Text passage
=====

It calls itself a museum. There are almost no artifacts. There is, however, a swimming pool you can jump into - filled entirely with sprinkles.
Caption, Vincent Musi style: A grown adult, mid-cannonball into 100 cubic feet of plastic confetti, looking happier than at their own wedding. We did not ask why.
On a Tuesday afternoon in SoHo, a line wraps around 558 Broadway. Inside, a banker in a blazer is wading waist-deep through a pool of antimicrobial plastic sprinkles, and three teenagers are filming it. Nobody is embarrassed. That, more than any pint of ice cream, is the product Museum of Ice Cream actually sells.
Ten years in, the brand is no longer a novelty. It is a chain - permanent locations in New York, Chicago, Miami, Boston, and Singapore, with Las Vegas and Los Angeles on the way. Its parent company, Figure8, prefers the word "experium" to "museum," which is the kind of word you invent when you have raised $40 million and need to explain what you are. The honest description is simpler: it is a building you buy a ticket to walk through, eating unlimited ice cream, taking photographs of yourself being delighted.
The skepticism writes itself. A museum with nothing to study. An attraction whose main attraction is the gift shop's worth of photos you generate for free. And yet millions of people have paid, queued, and posted. The interesting question isn't whether it's silly. It's why the silliness keeps working.
Here is the tension the founders bet on: somewhere around adulthood, joy gets rationed. We schedule it, justify it, apologize for it. The culture had plenty of places to be impressed, educated, or fed. It had very few places designed only to make a grown person feel like a delighted seven-year-old - in public, on purpose, without a single ironic asterisk.

=====

Instruction 1
Answer these questions from the passage on the Museum of Ice Cream:
(a) What street address does the line wrap around?
(b) Which word does the parent company prefer to "museum"?
(c) How much money has been raised, according to the passage?
Instruction 2
Carry on the passage about the Museum of Ice Cream, starting after its last sentence.

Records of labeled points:
=====

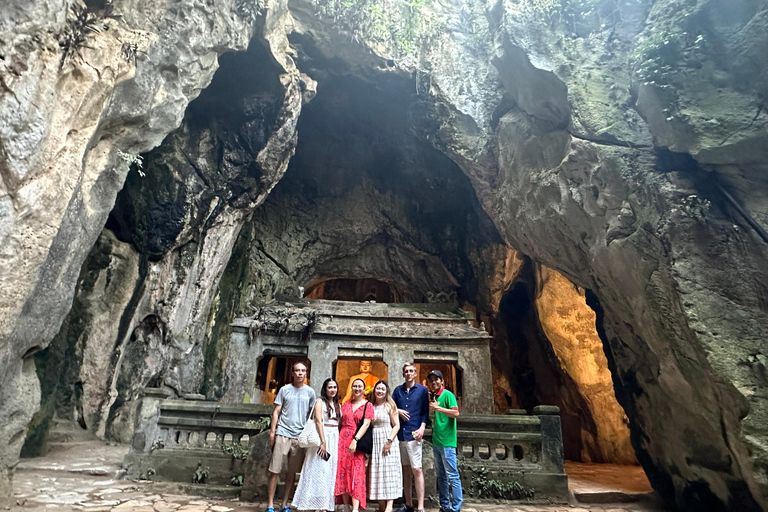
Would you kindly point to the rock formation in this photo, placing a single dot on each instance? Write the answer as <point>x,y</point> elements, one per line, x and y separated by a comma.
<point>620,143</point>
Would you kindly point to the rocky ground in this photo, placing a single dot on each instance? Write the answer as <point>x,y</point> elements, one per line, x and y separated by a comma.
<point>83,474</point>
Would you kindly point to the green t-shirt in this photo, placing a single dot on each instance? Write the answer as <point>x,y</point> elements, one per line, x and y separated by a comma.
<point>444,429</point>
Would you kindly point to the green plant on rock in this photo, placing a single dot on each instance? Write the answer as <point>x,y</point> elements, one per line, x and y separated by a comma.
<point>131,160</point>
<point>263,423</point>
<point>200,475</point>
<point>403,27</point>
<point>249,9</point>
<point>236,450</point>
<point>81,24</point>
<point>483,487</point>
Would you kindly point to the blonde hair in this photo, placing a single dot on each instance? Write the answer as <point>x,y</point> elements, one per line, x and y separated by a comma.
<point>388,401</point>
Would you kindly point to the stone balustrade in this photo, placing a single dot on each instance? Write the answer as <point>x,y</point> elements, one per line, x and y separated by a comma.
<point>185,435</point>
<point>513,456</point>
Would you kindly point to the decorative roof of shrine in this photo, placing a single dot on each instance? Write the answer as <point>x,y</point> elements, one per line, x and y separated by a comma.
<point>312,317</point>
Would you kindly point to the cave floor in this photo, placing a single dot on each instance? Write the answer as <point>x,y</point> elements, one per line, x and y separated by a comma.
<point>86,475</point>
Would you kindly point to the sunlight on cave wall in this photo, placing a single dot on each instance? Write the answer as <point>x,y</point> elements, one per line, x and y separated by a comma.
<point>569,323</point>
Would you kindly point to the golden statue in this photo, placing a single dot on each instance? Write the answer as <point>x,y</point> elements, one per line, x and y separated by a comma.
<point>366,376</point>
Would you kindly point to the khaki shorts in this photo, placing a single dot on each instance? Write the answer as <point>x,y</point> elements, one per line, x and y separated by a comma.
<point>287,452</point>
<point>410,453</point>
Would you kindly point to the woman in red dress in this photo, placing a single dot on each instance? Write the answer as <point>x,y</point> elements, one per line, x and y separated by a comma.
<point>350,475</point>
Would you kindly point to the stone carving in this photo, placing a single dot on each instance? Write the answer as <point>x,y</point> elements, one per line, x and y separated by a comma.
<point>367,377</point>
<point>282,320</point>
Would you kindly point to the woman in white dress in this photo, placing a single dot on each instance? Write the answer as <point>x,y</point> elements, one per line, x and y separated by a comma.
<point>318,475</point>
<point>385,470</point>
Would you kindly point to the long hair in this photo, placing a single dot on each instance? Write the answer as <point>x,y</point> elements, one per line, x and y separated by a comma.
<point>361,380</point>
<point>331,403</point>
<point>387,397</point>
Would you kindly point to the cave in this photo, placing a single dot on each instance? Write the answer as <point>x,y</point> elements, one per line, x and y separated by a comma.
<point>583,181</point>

=====

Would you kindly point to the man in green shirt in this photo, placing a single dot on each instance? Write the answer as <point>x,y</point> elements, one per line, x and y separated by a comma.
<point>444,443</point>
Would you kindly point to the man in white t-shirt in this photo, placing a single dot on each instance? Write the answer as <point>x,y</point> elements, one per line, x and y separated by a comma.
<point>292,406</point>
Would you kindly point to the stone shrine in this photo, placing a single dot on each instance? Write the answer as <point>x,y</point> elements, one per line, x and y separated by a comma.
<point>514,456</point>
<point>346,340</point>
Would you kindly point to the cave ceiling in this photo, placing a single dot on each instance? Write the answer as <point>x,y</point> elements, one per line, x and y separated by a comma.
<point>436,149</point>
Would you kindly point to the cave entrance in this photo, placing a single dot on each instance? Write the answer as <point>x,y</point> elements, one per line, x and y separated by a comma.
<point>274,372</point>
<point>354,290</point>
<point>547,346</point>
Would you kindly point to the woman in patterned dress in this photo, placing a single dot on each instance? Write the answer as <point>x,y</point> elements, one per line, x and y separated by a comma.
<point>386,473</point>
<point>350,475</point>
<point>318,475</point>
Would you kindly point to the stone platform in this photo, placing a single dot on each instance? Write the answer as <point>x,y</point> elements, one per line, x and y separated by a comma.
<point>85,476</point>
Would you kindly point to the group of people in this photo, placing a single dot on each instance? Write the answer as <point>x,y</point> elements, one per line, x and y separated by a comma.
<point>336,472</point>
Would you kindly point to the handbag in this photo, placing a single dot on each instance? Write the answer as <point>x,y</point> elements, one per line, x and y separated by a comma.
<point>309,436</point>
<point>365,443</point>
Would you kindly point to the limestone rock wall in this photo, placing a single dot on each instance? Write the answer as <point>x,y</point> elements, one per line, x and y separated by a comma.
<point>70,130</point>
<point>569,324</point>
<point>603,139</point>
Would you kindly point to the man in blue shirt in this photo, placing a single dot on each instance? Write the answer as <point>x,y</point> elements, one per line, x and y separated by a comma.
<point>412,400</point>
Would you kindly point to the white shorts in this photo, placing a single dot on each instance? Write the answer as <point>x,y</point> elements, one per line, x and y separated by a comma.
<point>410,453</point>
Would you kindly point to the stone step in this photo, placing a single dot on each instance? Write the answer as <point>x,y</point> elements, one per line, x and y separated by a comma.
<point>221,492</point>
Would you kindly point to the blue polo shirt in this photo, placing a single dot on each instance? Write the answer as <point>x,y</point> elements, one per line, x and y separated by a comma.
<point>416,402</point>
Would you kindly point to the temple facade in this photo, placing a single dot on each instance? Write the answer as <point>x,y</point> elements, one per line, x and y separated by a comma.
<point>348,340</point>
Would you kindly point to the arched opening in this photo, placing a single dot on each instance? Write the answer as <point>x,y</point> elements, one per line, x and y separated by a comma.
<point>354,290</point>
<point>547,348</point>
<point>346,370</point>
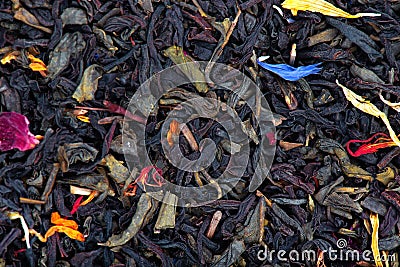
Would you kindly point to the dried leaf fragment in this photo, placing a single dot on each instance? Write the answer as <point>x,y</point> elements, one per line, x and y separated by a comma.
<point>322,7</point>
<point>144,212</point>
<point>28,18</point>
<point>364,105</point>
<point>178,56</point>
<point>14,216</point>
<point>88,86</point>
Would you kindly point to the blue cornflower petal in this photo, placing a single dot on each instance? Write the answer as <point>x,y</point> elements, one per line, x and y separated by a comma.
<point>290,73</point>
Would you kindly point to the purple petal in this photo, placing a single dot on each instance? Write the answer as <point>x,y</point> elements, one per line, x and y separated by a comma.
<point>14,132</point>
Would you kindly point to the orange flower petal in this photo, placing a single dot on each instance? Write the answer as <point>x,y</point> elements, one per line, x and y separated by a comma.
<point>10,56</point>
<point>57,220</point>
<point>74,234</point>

=====

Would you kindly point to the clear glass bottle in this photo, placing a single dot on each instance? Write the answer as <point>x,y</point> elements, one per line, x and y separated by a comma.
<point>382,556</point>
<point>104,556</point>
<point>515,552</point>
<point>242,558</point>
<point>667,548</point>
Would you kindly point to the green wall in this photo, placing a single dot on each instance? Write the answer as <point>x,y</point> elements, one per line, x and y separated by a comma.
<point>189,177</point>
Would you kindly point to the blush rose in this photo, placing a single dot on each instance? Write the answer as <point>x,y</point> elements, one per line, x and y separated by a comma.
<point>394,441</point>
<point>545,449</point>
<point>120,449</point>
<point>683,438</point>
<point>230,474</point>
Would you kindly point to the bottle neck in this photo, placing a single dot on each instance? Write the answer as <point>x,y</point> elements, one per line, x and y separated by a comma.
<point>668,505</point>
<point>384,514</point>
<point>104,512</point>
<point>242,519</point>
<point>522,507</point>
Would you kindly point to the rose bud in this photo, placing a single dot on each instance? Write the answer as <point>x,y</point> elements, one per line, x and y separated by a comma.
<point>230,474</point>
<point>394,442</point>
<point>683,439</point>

=====

Response 1
(a) 558 Broadway
(b) "Experium"
(c) $40 million

Response 2
Maryellis Bunn noticed the gap from inside the machine. Working on forecasting and innovation at Time Inc., she watched a generation pour its attention into shareable moments while the physical world stayed stubbornly un-photogenic. Most spaces were built to be used. Almost none were built to be felt - and then posted.
In 2016, Bunn - then in her mid-twenties - opened a summer pop-up in Manhattan's Meatpacking District. She partnered with Manish Vora, a former investment banker and ex-CEO of the art platform Lightbox, who could translate whimsy into a P&L. Her instinct for the feeling, his instinct for the model. It was, on paper, a seasonal lark.
The lark sold out almost immediately. The wait-list ran into the hundreds of thousands. The bet underneath was contrarian and a little absurd: that an experience built to be photographed wasn't a marketing tactic for some other product - it was the product. Treat the customer's phone as the distribution channel, and the customer becomes the salesforce. Free.
The experience is a choreographed walk through themed rooms, each engineered for a different sensation and a different photo. You ride the Creamliner, a 1960s-style airline cabin that only serves dessert. You drift through Pinkmas, a holiday snow globe in the wrong color. You graze treat stations, sip something at the cafe and bar, and eventually arrive at the Sprinkle Pool - the icon, the climax, the thing on the postcard.
The details are the point. The sprinkles are antimicrobial plastic, not sugar, so no, you can't eat them - a fact every guest learns the hard way. There are vegan options, a kitchenette, kids' activities, birthday parties, group bookings. The brand extends past the doors too: a cosmetics line with Sephora, branded pints once sold at Target and Albertsons, and a 2025 home-and-fragrance collaboration with The Hotel Collection.
Skeptics like receipts, so here are a few. The $40M Series A in 2019 was led by Elizabeth Street Ventures and Maywic Select Investments, with OCV Partners joining - investors who don't typically write checks for art projects. The valuation landed at $200 million. Apollo data pegs estimated annual revenue near $91 million across roughly 340 employees.
The partnerships read like a brand that figured out it wasn't only a venue. Sephora put it on a beauty shelf. Grocery freezers carried its pints. Design studio The Working Assembly rebuilt its identity into the now-signature pink-and-red. Each one is a small proof that the feeling travels - that you can bottle "delight" and sell it somewhere other than the front door.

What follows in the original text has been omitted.